ASSIGNMENT –
Copy out exactly the lines from the one containing "# provide the" through the end of the records, and no pictures.

[[ EXCERPTED RECORDS, beginning ]]

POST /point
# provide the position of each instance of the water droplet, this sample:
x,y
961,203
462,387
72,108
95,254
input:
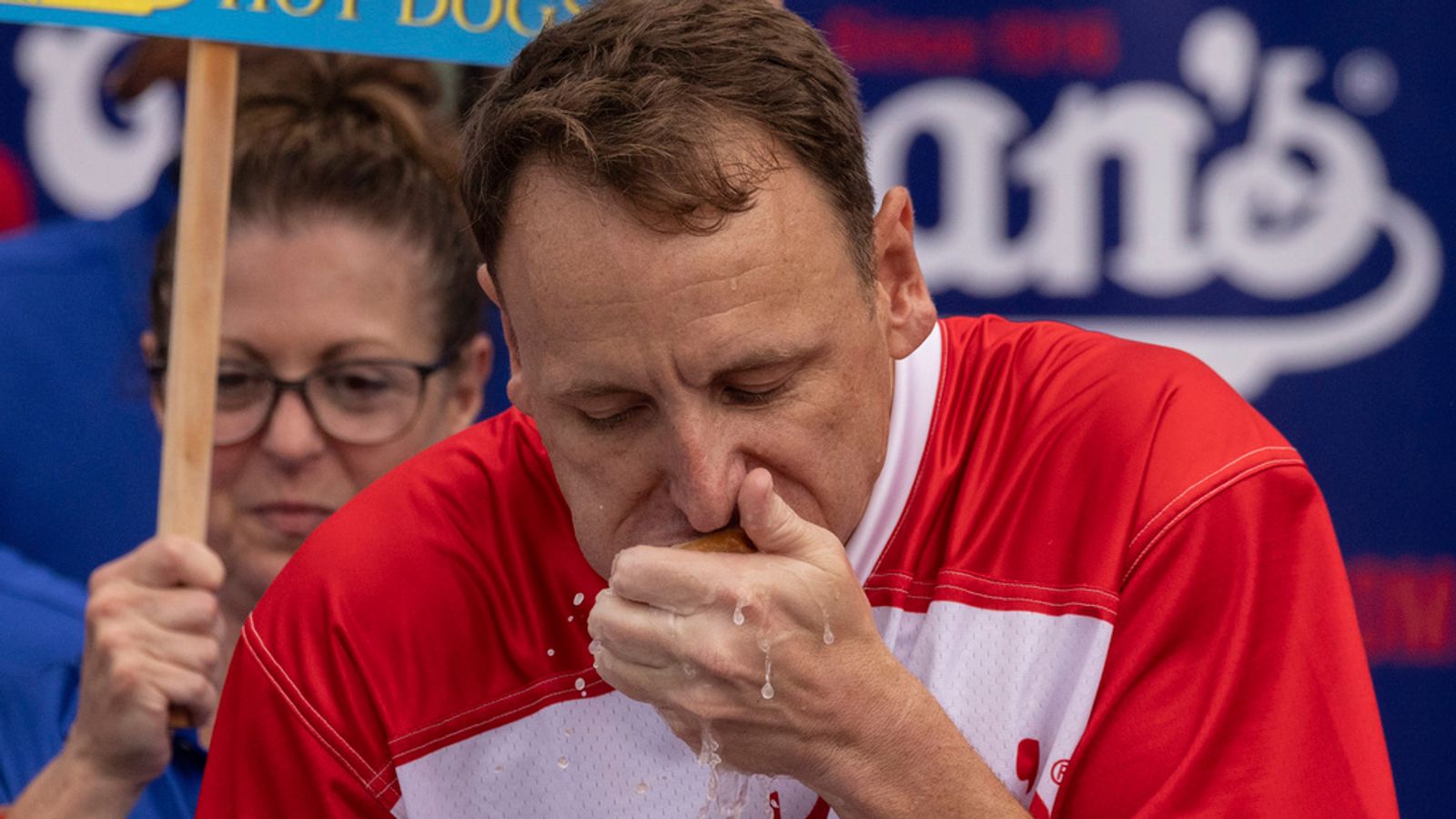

[[ EXCERPTED RECORDS, end ]]

OUTPUT –
# provide the position of each instance of the water droplet, this sample:
x,y
961,203
462,387
72,108
95,254
input:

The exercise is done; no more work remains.